*PROMPT*. Print the whole listing again exactly as it stands, leaving out any images.

──────

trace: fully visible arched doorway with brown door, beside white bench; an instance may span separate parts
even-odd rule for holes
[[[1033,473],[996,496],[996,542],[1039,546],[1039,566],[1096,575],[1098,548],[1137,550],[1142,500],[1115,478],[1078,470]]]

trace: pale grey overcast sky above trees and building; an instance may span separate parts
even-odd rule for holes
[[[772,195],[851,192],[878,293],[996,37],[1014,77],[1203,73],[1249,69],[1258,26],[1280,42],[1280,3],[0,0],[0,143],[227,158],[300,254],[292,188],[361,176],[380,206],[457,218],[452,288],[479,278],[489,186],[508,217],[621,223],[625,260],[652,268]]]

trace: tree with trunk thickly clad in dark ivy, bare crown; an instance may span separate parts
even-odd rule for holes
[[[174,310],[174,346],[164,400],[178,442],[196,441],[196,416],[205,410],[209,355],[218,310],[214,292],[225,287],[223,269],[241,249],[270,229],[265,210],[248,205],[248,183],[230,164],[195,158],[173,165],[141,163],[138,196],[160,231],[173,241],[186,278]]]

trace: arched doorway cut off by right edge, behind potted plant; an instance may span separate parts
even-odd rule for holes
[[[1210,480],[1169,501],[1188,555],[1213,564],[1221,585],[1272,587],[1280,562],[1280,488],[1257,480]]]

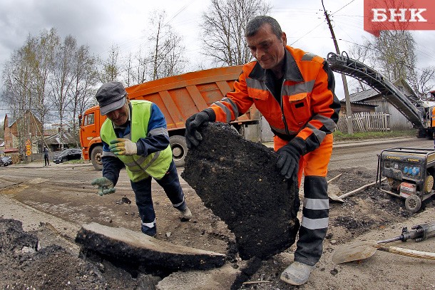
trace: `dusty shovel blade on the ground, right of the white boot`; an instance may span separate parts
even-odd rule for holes
[[[372,257],[377,251],[377,242],[354,242],[344,245],[344,247],[335,250],[332,255],[332,261],[335,264],[347,263],[348,261],[358,261]]]

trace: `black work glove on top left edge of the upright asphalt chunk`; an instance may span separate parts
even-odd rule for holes
[[[186,120],[185,138],[189,149],[198,146],[200,141],[203,140],[203,136],[198,132],[198,128],[205,122],[215,122],[215,120],[216,115],[212,108],[206,108],[200,111],[200,113],[191,115],[188,120]]]

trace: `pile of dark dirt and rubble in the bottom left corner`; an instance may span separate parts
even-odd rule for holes
[[[155,289],[161,280],[92,259],[76,257],[56,244],[39,249],[36,233],[24,232],[18,220],[0,218],[1,289]]]

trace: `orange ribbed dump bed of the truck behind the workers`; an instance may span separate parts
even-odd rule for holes
[[[232,90],[232,85],[242,72],[242,66],[212,68],[184,73],[179,76],[159,78],[126,88],[131,100],[150,100],[158,105],[166,118],[168,130],[185,128],[185,120],[221,100]],[[243,123],[259,120],[260,113],[251,108],[237,118]]]

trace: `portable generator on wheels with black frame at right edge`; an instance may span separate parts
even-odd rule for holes
[[[409,212],[418,212],[421,202],[434,195],[435,150],[393,147],[378,154],[377,188],[405,199]],[[387,177],[389,190],[382,188]]]

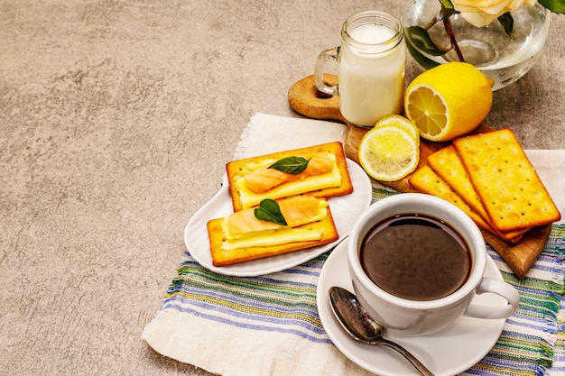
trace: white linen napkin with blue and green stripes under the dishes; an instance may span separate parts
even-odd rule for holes
[[[343,124],[256,114],[242,134],[234,158],[324,142],[343,142],[346,129]],[[527,151],[527,154],[563,215],[565,150]],[[560,239],[561,234],[558,235]],[[320,325],[315,289],[325,258],[327,255],[322,255],[289,271],[267,276],[236,278],[199,266],[190,257],[189,246],[162,309],[145,326],[142,339],[158,353],[223,376],[371,375],[340,353]],[[559,271],[558,280],[555,280],[555,272],[547,271],[545,264],[536,271],[535,280],[555,283],[562,288],[560,261],[551,262],[555,263],[555,271]],[[536,289],[540,284],[535,282],[532,286]],[[523,309],[527,313],[528,307]],[[562,311],[560,316],[564,316]],[[532,338],[532,344],[528,342],[527,346],[544,342],[544,346],[555,348],[556,354],[560,347],[565,348],[563,341],[560,346],[555,344],[561,338],[556,335],[557,317],[548,318],[540,328],[530,326],[533,321],[528,321],[527,316],[521,317],[526,318],[512,324],[509,332],[509,342],[517,348],[523,347],[523,338]],[[515,340],[514,333],[518,334]],[[543,362],[551,359],[550,352],[539,356]],[[498,356],[488,359],[476,371],[485,371],[491,366],[510,370],[508,367],[513,365],[512,362],[499,363],[502,358]],[[547,365],[540,365],[539,359],[524,357],[523,362],[532,365],[536,374],[547,371]],[[523,367],[519,362],[514,365]]]

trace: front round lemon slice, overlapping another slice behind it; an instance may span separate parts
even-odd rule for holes
[[[373,179],[403,179],[418,167],[420,142],[396,125],[375,126],[359,143],[359,162]]]

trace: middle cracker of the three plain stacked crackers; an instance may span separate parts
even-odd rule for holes
[[[452,188],[458,195],[467,202],[478,216],[486,222],[487,227],[481,225],[475,218],[477,225],[485,228],[489,232],[496,234],[500,238],[509,242],[516,242],[520,239],[521,235],[528,229],[510,231],[506,233],[497,232],[490,225],[490,217],[486,213],[485,206],[481,198],[478,196],[477,191],[473,187],[471,179],[469,179],[467,170],[463,166],[463,162],[459,158],[458,152],[453,145],[449,145],[439,151],[434,152],[428,157],[428,164],[431,168],[443,179],[449,187]],[[472,217],[472,216],[471,216]]]

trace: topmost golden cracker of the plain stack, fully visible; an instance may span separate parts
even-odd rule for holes
[[[453,145],[496,231],[560,220],[559,209],[511,130],[460,137]]]

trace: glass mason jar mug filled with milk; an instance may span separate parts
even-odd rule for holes
[[[324,82],[326,61],[338,61],[338,86]],[[347,19],[341,45],[320,53],[316,87],[339,96],[341,115],[351,124],[371,127],[403,111],[406,50],[403,27],[393,15],[366,11]]]

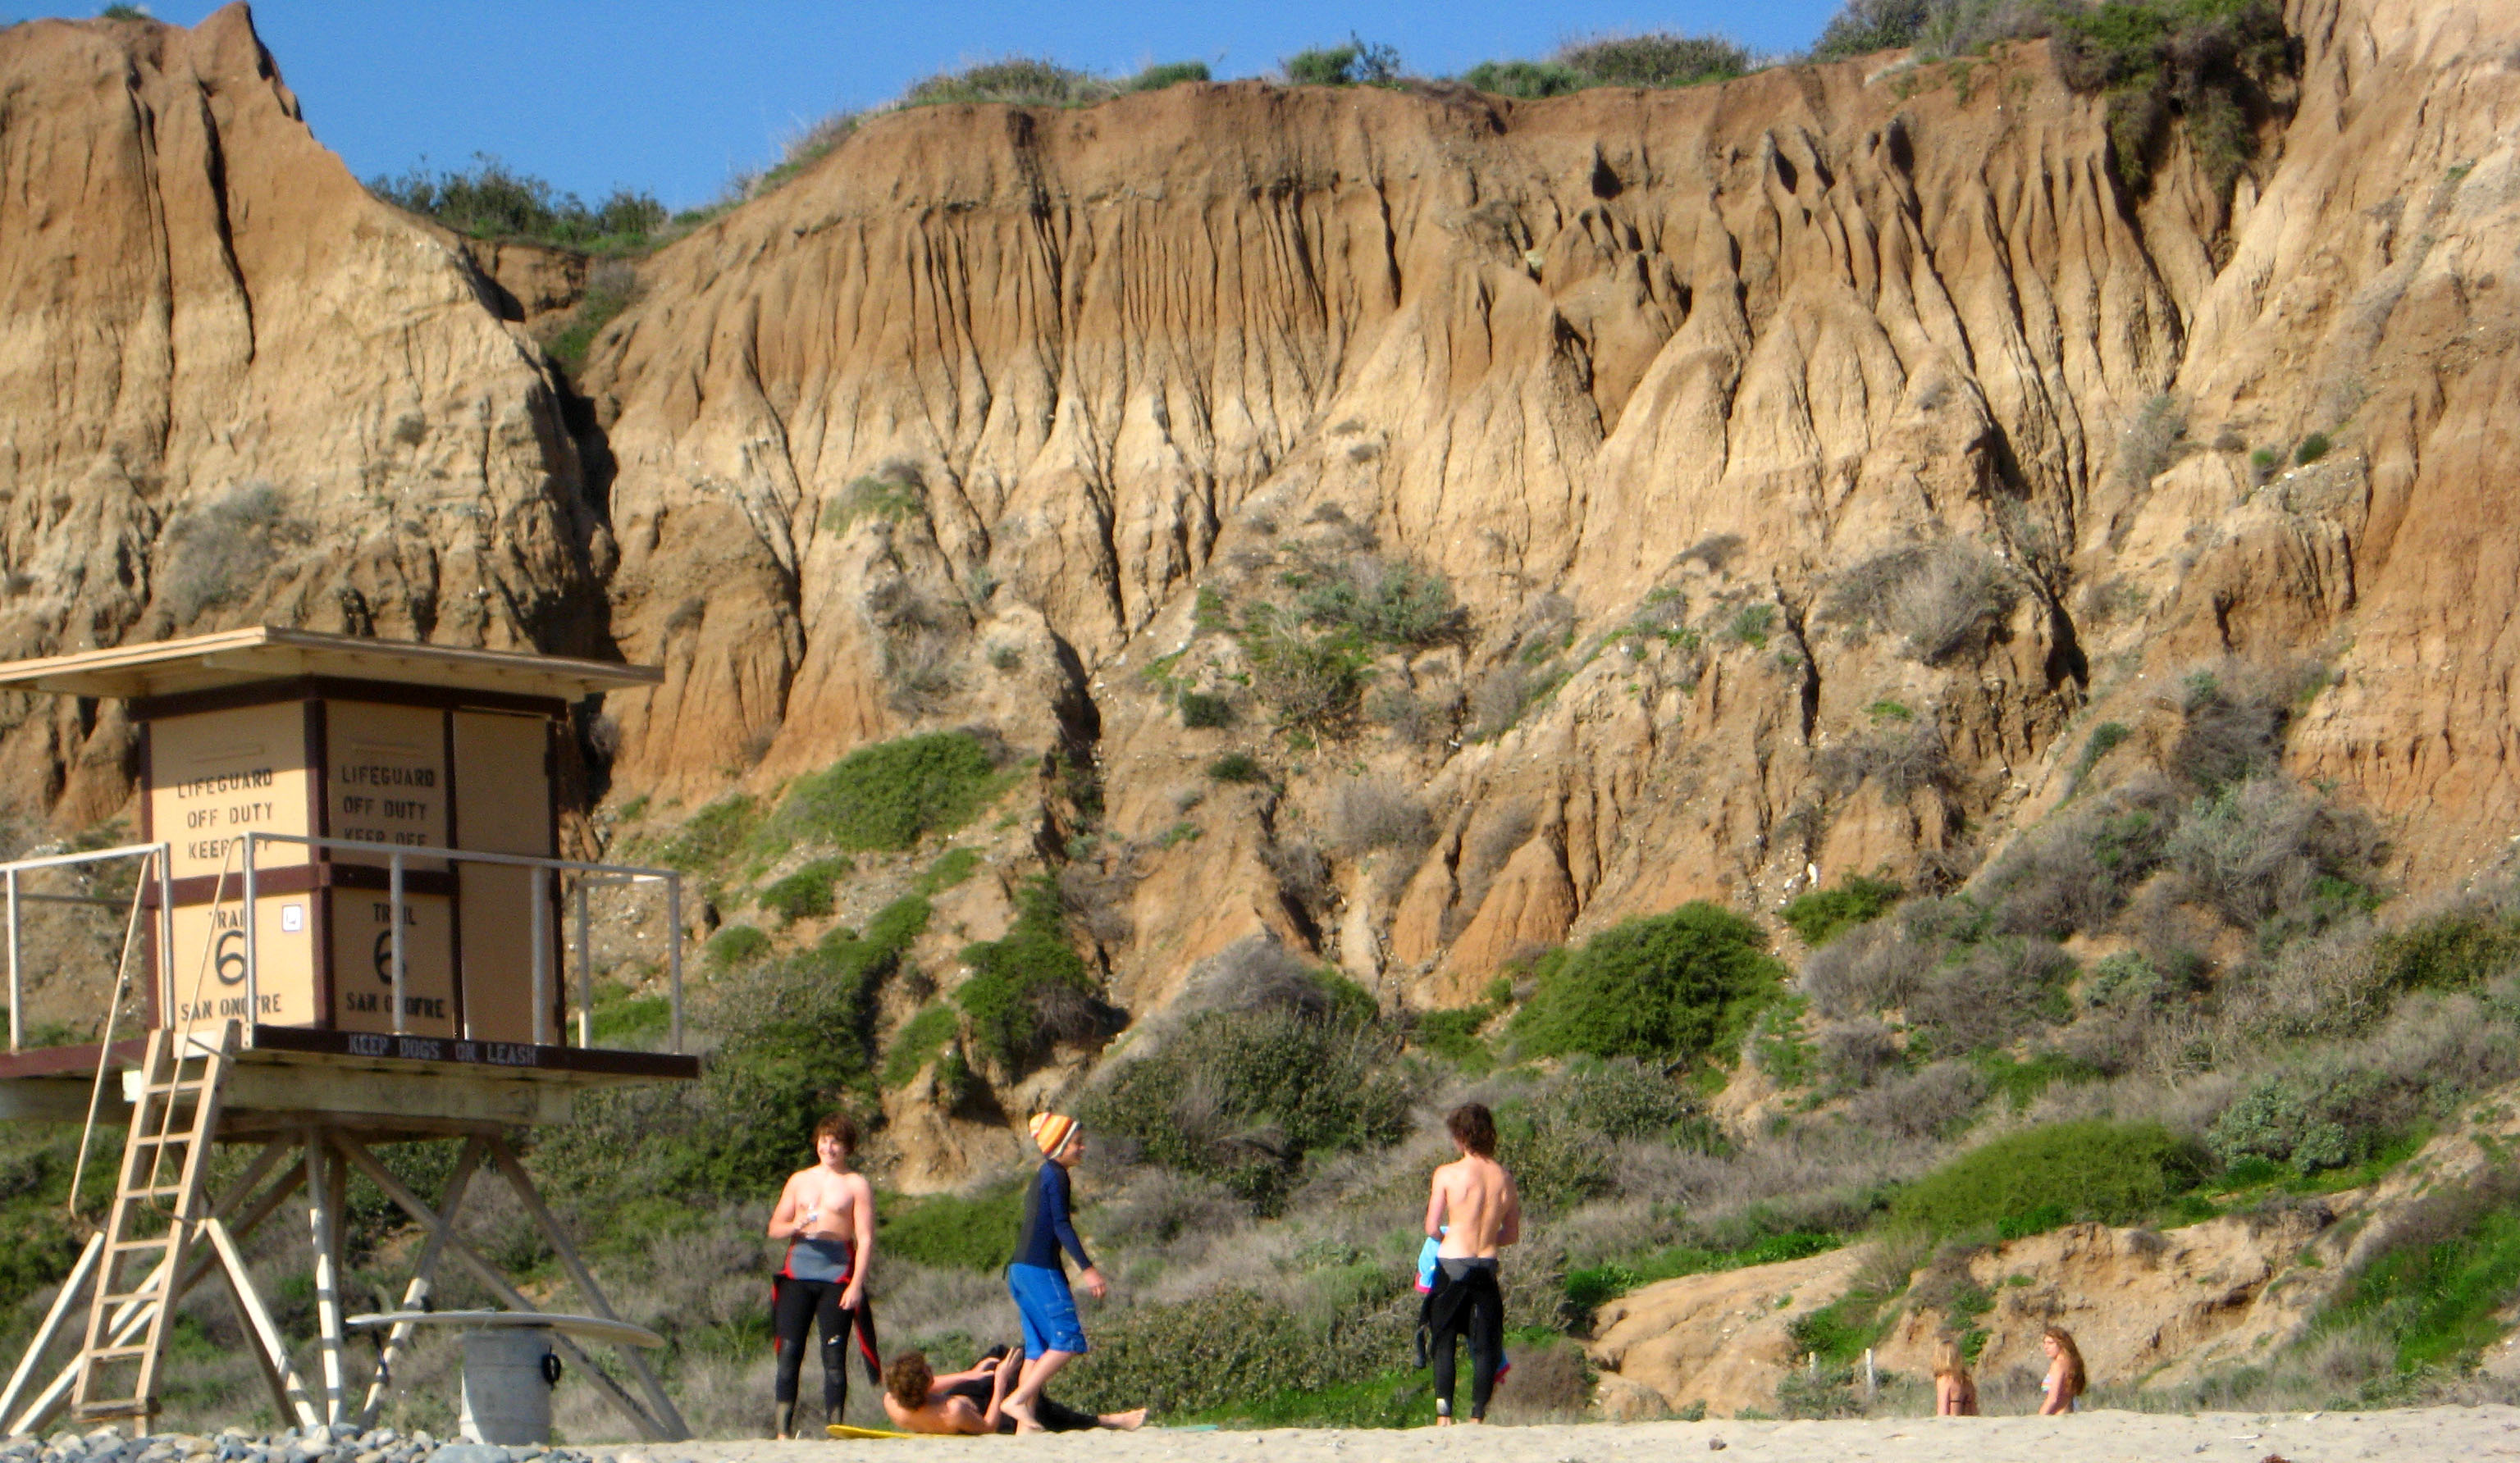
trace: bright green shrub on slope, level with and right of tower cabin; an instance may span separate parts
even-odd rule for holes
[[[910,849],[973,821],[998,786],[988,748],[970,733],[900,738],[796,778],[769,831],[842,849]]]

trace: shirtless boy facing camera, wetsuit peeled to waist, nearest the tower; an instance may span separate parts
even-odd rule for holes
[[[804,1370],[804,1340],[822,1327],[822,1410],[839,1423],[849,1405],[849,1327],[867,1297],[867,1264],[874,1259],[874,1186],[849,1168],[857,1153],[857,1123],[832,1113],[814,1126],[819,1163],[789,1176],[771,1211],[769,1236],[786,1239],[786,1257],[771,1282],[776,1307],[771,1330],[779,1335],[779,1375],[771,1398],[779,1403],[776,1435],[796,1435],[796,1372]]]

──────

*ANSWER AREA*.
trace: fully visible arched doorway with brown door, beside white bench; an instance may span separate parts
even-odd rule for holes
[[[1033,473],[996,496],[996,542],[1039,546],[1039,566],[1096,575],[1098,548],[1137,550],[1142,500],[1115,478],[1078,470]]]

trace: pale grey overcast sky above trees and building; an instance may span separate parts
even-odd rule for holes
[[[772,195],[851,192],[878,293],[996,37],[1014,77],[1203,73],[1249,69],[1258,26],[1280,42],[1280,3],[0,0],[0,143],[227,158],[300,254],[292,188],[361,176],[380,206],[457,218],[452,288],[479,278],[489,186],[508,217],[621,223],[625,260],[652,268]]]

trace: tree with trunk thickly clad in dark ivy, bare crown; an instance may span separate parts
even-odd rule for holes
[[[174,310],[174,346],[164,400],[178,442],[196,441],[196,416],[205,410],[209,355],[218,310],[214,292],[225,287],[223,269],[241,249],[270,229],[265,210],[248,205],[248,183],[230,164],[195,158],[173,165],[141,163],[138,196],[160,231],[173,241],[186,278]]]

trace: arched doorway cut off by right edge, behind potted plant; an instance may span separate parts
even-odd rule for holes
[[[1210,480],[1169,501],[1188,555],[1213,564],[1221,585],[1272,587],[1280,562],[1280,488],[1257,480]]]

trace: `dusty shovel blade on the ground, right of the white boot`; an instance may span separate parts
even-odd rule for holes
[[[372,257],[377,251],[377,242],[354,242],[344,245],[344,247],[335,250],[332,255],[332,261],[335,264],[347,263],[348,261],[358,261]]]

trace: `black work glove on top left edge of the upright asphalt chunk`; an instance may span separate parts
even-odd rule for holes
[[[186,120],[185,138],[189,149],[198,146],[200,141],[203,140],[203,136],[198,132],[198,128],[205,122],[215,122],[215,120],[216,115],[212,108],[206,108],[200,111],[200,113],[191,115],[188,120]]]

trace: `pile of dark dirt and rubble in the bottom left corner`; an instance may span separate parts
even-odd rule for holes
[[[155,289],[161,280],[92,259],[76,257],[56,244],[39,249],[36,233],[24,232],[18,220],[0,218],[1,289]]]

trace: `orange ribbed dump bed of the truck behind the workers`; an instance may span separate parts
even-odd rule for holes
[[[232,90],[232,85],[242,72],[242,66],[212,68],[184,73],[179,76],[159,78],[126,88],[131,100],[150,100],[158,105],[166,118],[168,130],[185,128],[185,120],[221,100]],[[243,123],[259,120],[260,113],[251,108],[237,118]]]

trace: `portable generator on wheels with black frame at right edge`; an instance may span separate parts
even-odd rule for holes
[[[409,212],[418,212],[421,202],[434,195],[435,150],[393,147],[378,154],[377,188],[405,199]],[[387,177],[389,190],[382,188]]]

trace: white linen napkin with blue and green stripes under the dishes; an instance may span separate parts
even-odd rule for holes
[[[343,124],[256,114],[242,134],[234,158],[324,142],[343,142],[346,129]],[[527,151],[527,154],[563,215],[565,150]],[[560,239],[561,234],[558,235]],[[320,325],[315,289],[325,258],[327,255],[322,255],[289,271],[267,276],[236,278],[199,266],[190,257],[189,246],[162,309],[145,326],[142,339],[158,353],[223,376],[371,375],[340,353]],[[559,271],[558,280],[555,280],[555,272],[547,271],[545,264],[536,271],[535,280],[555,283],[562,288],[560,261],[551,262],[555,263],[555,271]],[[536,289],[540,284],[535,282],[532,286]],[[523,309],[527,313],[528,307]],[[562,311],[560,316],[564,316]],[[532,338],[532,344],[528,342],[527,346],[544,342],[544,346],[555,348],[556,354],[560,347],[565,348],[563,341],[560,346],[555,344],[561,338],[556,335],[557,317],[548,318],[540,328],[530,326],[533,321],[528,321],[527,316],[521,317],[526,318],[512,324],[509,332],[509,342],[517,348],[523,347],[523,338]],[[515,340],[514,333],[518,334]],[[543,362],[551,359],[550,352],[539,356]],[[498,356],[488,359],[476,371],[485,371],[491,366],[510,370],[508,367],[513,365],[512,362],[499,363],[502,358]],[[547,365],[540,365],[539,359],[524,357],[523,362],[532,365],[536,374],[547,371]],[[523,367],[519,362],[514,365]]]

trace: front round lemon slice, overlapping another slice behind it; an instance may span separate parts
even-odd rule for holes
[[[373,179],[403,179],[418,167],[420,142],[396,125],[375,126],[359,143],[359,162]]]

trace: middle cracker of the three plain stacked crackers; an instance may span separate parts
even-odd rule for holes
[[[452,188],[458,195],[467,202],[478,216],[486,222],[487,227],[481,225],[475,218],[477,225],[485,228],[489,232],[496,234],[500,238],[509,242],[516,242],[520,239],[521,235],[528,229],[510,231],[506,233],[497,232],[490,225],[490,217],[486,213],[485,206],[481,198],[478,196],[477,191],[473,187],[471,179],[469,179],[467,170],[463,166],[463,162],[459,158],[458,152],[453,145],[449,145],[439,151],[434,152],[428,157],[428,164],[431,168],[443,179],[449,187]],[[472,217],[472,216],[471,216]]]

trace: topmost golden cracker of the plain stack, fully visible; an instance may span separate parts
even-odd rule for holes
[[[453,145],[496,231],[560,220],[559,209],[511,130],[460,137]]]

trace: glass mason jar mug filled with milk; an instance may span separate parts
even-odd rule for holes
[[[324,82],[326,61],[338,61],[338,86]],[[347,19],[341,45],[320,53],[316,87],[339,96],[341,115],[351,124],[371,127],[403,111],[406,50],[403,27],[393,15],[366,11]]]

trace: bright green shrub on slope, level with and right of tower cabin; an instance may span separate parts
even-odd rule for holes
[[[910,849],[973,821],[998,786],[988,748],[970,733],[900,738],[796,778],[769,831],[842,849]]]

trace: shirtless boy facing camera, wetsuit peeled to waist, nearest the tower; an instance may span separate parts
even-odd rule for holes
[[[804,1370],[804,1340],[822,1327],[822,1410],[839,1423],[849,1405],[849,1327],[867,1297],[867,1264],[874,1259],[874,1186],[849,1168],[857,1153],[857,1123],[832,1113],[814,1126],[819,1163],[789,1176],[771,1211],[769,1236],[786,1239],[786,1257],[771,1282],[776,1307],[771,1330],[779,1335],[779,1375],[771,1398],[779,1403],[776,1435],[796,1435],[796,1372]]]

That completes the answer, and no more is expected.